── Listed entries ──

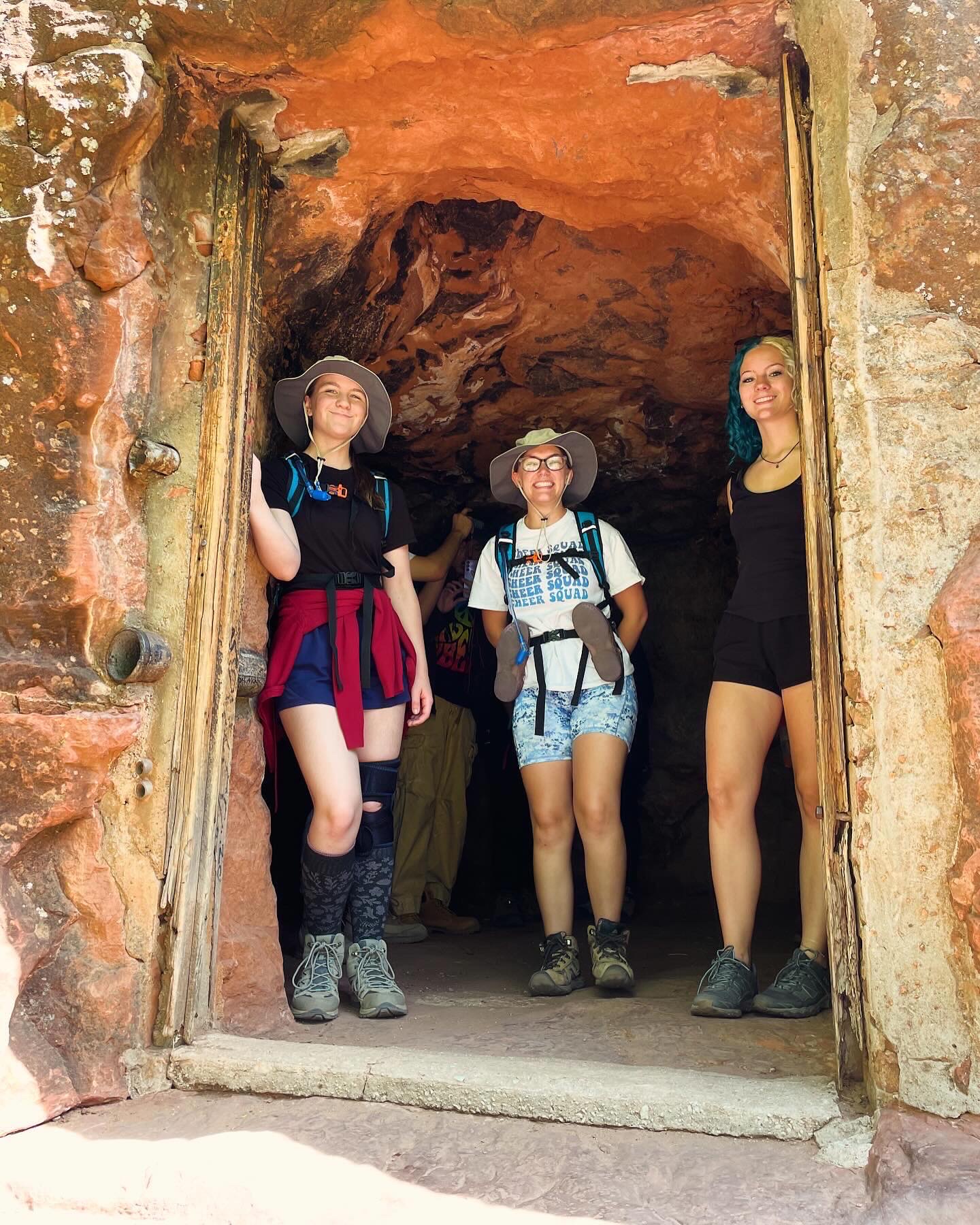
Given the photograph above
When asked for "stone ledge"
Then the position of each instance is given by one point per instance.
(555, 1090)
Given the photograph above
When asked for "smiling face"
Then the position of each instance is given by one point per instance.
(336, 407)
(543, 489)
(765, 384)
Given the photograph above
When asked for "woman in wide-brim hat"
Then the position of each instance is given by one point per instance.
(346, 659)
(555, 575)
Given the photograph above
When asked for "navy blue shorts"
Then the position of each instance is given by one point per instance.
(312, 680)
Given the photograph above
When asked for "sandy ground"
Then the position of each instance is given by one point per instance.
(216, 1158)
(471, 994)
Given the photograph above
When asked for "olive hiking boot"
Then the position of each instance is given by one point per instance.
(608, 945)
(315, 996)
(560, 973)
(728, 989)
(373, 980)
(800, 989)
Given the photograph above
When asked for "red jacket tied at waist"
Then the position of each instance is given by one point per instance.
(304, 610)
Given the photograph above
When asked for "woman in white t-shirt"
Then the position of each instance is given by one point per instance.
(569, 674)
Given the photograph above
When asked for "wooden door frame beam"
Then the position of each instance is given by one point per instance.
(808, 291)
(201, 755)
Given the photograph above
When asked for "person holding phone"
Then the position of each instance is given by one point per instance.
(430, 806)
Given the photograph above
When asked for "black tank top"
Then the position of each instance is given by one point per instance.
(768, 531)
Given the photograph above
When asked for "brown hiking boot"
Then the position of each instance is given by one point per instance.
(560, 973)
(438, 917)
(608, 945)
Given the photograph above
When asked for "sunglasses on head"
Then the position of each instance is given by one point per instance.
(533, 463)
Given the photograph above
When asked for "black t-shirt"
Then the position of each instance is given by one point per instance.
(768, 531)
(343, 533)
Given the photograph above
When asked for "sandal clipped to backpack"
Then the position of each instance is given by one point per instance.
(595, 631)
(512, 659)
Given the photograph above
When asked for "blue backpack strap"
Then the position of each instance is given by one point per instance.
(592, 545)
(504, 554)
(297, 490)
(381, 487)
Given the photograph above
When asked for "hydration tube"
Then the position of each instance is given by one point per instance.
(523, 649)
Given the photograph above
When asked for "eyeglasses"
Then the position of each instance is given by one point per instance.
(533, 463)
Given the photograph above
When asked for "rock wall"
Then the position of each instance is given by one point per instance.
(104, 245)
(80, 291)
(896, 110)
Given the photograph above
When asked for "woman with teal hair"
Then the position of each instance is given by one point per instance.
(762, 674)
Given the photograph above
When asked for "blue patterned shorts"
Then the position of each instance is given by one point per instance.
(598, 710)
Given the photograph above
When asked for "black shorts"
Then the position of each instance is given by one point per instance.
(767, 655)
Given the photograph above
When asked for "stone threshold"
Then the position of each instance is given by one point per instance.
(553, 1090)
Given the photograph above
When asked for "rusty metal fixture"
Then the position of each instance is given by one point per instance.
(147, 456)
(137, 657)
(251, 673)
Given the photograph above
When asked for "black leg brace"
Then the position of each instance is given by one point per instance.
(374, 851)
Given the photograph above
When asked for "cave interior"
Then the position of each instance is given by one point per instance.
(585, 263)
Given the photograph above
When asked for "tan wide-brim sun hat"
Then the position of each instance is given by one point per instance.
(291, 392)
(585, 466)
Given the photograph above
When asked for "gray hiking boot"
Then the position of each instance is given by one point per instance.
(560, 973)
(373, 980)
(800, 989)
(728, 989)
(608, 945)
(315, 996)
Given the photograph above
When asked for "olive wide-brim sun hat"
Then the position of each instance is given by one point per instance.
(291, 392)
(581, 453)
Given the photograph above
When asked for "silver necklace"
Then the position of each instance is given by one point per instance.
(777, 462)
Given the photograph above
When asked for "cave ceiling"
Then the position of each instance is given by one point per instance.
(476, 200)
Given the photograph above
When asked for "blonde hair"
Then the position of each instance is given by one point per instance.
(744, 440)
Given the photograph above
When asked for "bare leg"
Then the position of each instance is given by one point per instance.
(598, 761)
(739, 729)
(549, 789)
(331, 773)
(798, 702)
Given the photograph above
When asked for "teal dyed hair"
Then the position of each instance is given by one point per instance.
(744, 440)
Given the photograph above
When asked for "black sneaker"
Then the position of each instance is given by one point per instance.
(800, 989)
(728, 989)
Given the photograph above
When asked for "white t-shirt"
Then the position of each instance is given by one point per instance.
(544, 594)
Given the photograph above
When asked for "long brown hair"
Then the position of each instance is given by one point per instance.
(364, 484)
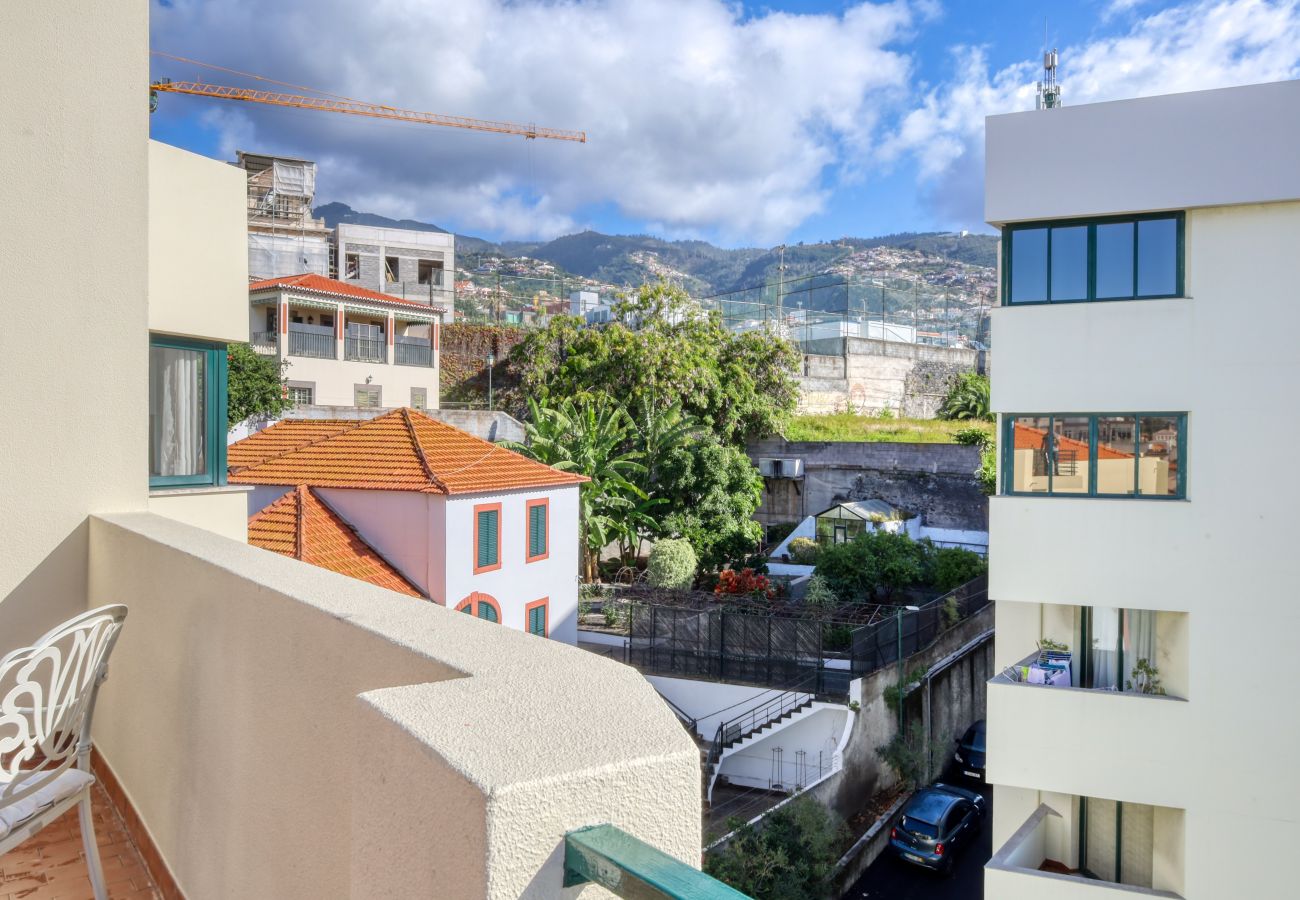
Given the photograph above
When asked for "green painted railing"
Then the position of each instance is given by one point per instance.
(633, 869)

───

**Instruction:** List every line in the entries above that contains the string "white", treating uppercase and lowercase as distinct.

**Result of this task:**
When asked for "woman in white t-shirt"
When asked for "white t-shirt"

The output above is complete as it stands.